- **REQUIREMENT 1**: According to the storage high availability text below, into which two domains can storage infrastructure be broken down?

- **QUOTED PASSAGE**:
1 files changed, 442 insertions, 0 deletions
diff --git a/Storage-HA-Scenarios.rst b/Storage-HA-Scenarios.rst
new file mode 100644
index 0000000..b8b37a3
--- /dev/null
+++ b/Storage-HA-Scenarios.rst
@@ -0,0 +1,442 @@
+Storage and High Availability Scenarios
+=======================================
+
+5.1 Elements of HA Storage Management and Delivery
+--------------------------------------------------
+
+Storage infrastructure, in any environment, can be broken down into two
+domains: Data Path and Control Path. Generally, High Availability of the
+storage infrastructure is measured by the occurence of Data
+Unavailability and Data Loss (DU/DL) events. While that meaning is
+obvious as it relates to the Data Path, it is also applicable to Control
+Path as well. The inability to attach a volume that has data to a host,
+for example, can be considered a Data Unavailability event. Likewise,
+the inability to create a volume to store data could be considered Data
+Loss since it may result in the inability to store critical data.
+
+Storage HA mechanisms are an integral part of most High Availability
+solutions today. In the first two sections below, we define the
+mechanisms of redundancy and protection required in the infrastructure
+for storage delivery in both the Data and Control Paths. Storage
+services that have these mechanisms can be used in HA environments that
+are based on a highly available storage infrastructure.
+
+In the third section below, we examine HA implementations that rely on
+highly available storage infrastructure. Note that the scope throughout this
+section is focused on local HA solutions. This does not address rapid remote
+Disaster Recovery scenarios that may be provided by storage, nor
+does it address metro active/active environments that implement stretched 
+clusters of hosts across multiple sites for workload migration and availability.
+
+
+5.2 Storage Failure & Recovery Scenarios: Storage Data Path
+-----------------------------------------------------------
+
+In the failure and recovery scenarios described below, a redundant
+network infrastructure provides HA through network-related device
+failures, while a variety of strategies are used to reduce or minimize
+DU/DL events based on storage system failures. This starts with redundant
+storage network paths, as shown in Figure 29.
+
+.. figure:: StorageImages/RedundantStoragePaths.png
+     :alt: HA Storage Infrastructure
+     :figclass: align-center
+     
+     Figure 29: Typical Highly Available Storage Infrastructure
+     
+Storage implementations vary tremendously, and the recovery mechanisms
+for each implementation will vary. These scenarios described below are
+limited to 1) high level descriptions of the most common implementations 
+since it is unpredictable as to
+which storage implementations may be used for NFVI; 2) HW- and
+SW-related failures (and recovery) of the storage data path, and not
+anything associated with user configuration and operational issues which
+typically create the most common storage failure scenarios; 3)

- **REQUIREMENT 2**: Find every line of the listing below that contains the word "front" and copy each one. Case matters.

- **MATERIAL FOR THIS EXERCISE**:
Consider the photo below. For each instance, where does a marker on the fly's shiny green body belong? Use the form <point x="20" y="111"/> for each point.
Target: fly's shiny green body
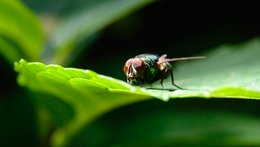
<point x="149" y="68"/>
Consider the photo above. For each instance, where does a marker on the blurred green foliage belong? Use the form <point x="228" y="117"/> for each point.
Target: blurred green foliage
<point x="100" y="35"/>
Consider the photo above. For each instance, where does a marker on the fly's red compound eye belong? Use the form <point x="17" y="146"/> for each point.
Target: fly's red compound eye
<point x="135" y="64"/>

==

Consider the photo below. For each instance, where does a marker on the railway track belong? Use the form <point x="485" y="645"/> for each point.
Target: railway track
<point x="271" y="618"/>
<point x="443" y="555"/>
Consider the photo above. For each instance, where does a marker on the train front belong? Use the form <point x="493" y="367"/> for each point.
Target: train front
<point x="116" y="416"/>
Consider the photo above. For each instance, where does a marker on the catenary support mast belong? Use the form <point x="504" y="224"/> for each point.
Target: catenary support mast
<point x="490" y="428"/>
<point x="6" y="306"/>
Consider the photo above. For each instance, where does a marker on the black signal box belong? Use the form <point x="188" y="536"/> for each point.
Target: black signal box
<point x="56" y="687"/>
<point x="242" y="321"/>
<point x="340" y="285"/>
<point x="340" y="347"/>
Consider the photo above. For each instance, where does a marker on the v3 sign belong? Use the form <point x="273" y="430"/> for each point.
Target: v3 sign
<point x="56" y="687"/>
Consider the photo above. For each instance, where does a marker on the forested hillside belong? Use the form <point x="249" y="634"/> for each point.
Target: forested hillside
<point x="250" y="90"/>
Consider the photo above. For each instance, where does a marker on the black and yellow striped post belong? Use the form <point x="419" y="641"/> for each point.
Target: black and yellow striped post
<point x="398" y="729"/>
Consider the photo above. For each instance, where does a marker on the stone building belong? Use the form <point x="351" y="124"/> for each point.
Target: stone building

- **TASK SOLUTION 1**: Data Path and Control Path.

- **TASK SOLUTION 2**:
Consider the photo above. For each instance, where does a marker on the train front belong? Use the form <point x="493" y="367"/> for each point.
Target: train front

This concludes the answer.